Your objective:
Output the listing below, all of it, exactly as given.

Data:
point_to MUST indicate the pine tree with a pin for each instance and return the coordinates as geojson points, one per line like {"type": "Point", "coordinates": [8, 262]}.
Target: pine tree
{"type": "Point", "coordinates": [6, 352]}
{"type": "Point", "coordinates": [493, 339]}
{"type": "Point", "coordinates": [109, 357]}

Final answer:
point_to MUST indicate the pine tree with a pin for each instance and return the coordinates as geojson points, one per line like {"type": "Point", "coordinates": [8, 262]}.
Target: pine tree
{"type": "Point", "coordinates": [6, 352]}
{"type": "Point", "coordinates": [493, 339]}
{"type": "Point", "coordinates": [109, 357]}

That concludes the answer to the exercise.